SHORT TASK
Extend the article on the 1933 film Don't Bet on Love beyond its final sentence.

## begin DOCUMENT PASSAGE

- Directed by: Murray Roth
- Screenplay by: Howard Emmett Rogers Murray Roth Ben Ryan
- Produced by: Carl Laemmle, Jr.
- Starring: Lew Ayres Ginger Rogers Charley Grapewin Shirley Grey Tom Dugan Merna Kennedy
- Cinematography: Jackson Rose
- Edited by: Robert Carlisle
- Production company: Universal Pictures
- Distributed by: Universal Pictures
- Release date: July 1, 1933;
- Running time: 62 minutes
- Country: United States
- Language: English

= Don't Bet on Love =

1933 film

Don't Bet on Love is a 1933 American comedy film directed by Murray Roth and written by Howard Emmett Rogers, Murray Roth and Ben Ryan. The film stars Lew Ayres, Ginger Rogers, Charley Grapewin, Shirley Grey, Tom Dugan and Merna Kennedy. The film was released on July 1, 1933, by Universal Pictures.

## end DOCUMENT PASSAGE
## begin STORED RECORDS

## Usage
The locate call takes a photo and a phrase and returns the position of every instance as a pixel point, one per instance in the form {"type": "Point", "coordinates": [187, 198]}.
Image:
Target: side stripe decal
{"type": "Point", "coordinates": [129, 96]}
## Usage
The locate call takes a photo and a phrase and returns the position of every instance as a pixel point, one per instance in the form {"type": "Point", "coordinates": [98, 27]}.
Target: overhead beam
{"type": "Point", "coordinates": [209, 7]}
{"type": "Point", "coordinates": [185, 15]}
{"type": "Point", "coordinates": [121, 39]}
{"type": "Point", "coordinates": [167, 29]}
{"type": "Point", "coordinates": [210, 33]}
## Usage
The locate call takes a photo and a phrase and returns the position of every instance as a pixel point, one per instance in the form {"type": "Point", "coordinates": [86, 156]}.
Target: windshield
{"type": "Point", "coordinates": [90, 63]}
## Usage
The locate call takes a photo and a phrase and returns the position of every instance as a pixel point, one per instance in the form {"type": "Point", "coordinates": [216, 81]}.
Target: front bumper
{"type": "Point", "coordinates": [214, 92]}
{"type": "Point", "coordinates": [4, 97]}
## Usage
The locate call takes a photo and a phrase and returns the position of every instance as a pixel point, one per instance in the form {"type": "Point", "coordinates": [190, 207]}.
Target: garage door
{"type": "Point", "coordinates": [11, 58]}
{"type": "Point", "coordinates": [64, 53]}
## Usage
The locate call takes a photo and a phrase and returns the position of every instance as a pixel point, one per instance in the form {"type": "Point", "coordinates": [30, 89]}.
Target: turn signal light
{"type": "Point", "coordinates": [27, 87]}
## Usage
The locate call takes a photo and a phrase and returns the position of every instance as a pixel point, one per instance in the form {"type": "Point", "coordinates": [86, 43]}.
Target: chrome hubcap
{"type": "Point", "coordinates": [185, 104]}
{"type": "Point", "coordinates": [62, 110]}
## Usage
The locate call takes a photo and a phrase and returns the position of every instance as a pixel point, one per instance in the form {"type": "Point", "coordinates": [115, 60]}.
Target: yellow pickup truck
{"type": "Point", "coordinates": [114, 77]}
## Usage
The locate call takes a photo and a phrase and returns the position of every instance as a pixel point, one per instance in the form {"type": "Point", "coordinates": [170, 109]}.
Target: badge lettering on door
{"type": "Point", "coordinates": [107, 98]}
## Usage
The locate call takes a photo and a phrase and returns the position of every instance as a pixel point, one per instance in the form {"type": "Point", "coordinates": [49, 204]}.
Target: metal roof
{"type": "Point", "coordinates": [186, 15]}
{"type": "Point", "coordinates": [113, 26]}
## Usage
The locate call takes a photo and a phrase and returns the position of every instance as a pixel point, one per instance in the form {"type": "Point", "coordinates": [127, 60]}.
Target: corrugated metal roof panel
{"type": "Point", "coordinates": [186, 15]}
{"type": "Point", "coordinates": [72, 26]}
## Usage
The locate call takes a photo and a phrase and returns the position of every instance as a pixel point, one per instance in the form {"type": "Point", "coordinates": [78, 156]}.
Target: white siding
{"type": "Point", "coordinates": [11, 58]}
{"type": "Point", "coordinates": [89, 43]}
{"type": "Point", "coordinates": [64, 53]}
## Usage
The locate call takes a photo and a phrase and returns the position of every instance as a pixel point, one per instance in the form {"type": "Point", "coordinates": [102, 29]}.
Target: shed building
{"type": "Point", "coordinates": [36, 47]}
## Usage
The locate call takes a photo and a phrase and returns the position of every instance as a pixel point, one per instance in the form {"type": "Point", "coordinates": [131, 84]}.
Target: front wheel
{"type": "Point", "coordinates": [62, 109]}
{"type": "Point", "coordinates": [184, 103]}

## end STORED RECORDS

RESPONSE
==Plot==
Molly Gilbert won't accept a marriage proposal from Bill McCaffery unless he promises to quit betting money on horse races. He gives her his word, but Molly is miffed when she realizes he wants to honeymoon in Saratoga, New York, due to its proximity to the racetrack.

Behind her back, Bill unethically uses money from his dad Pop McCaffery's plumbing business to continue gambling. He gets on a hot streak, winning $50,000, then buys a horse of his own, cheats by disguising a faster horse as his, then loses all his money. Bill agrees to become a plumber, pleasing Molly.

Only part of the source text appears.